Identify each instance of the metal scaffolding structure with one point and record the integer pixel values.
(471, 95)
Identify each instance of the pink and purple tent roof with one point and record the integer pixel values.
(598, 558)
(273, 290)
*****
▶ WHAT THE EXERCISE ASKS:
Reproduce the lines from the one containing "Identify each instance of the pink" to the end of the entries, keeping both ends and adding nothing.

▶ EXERCISE SOLUTION:
Identify each instance of the pink and purple tent roof with one point and record the integer pixel values.
(598, 558)
(273, 290)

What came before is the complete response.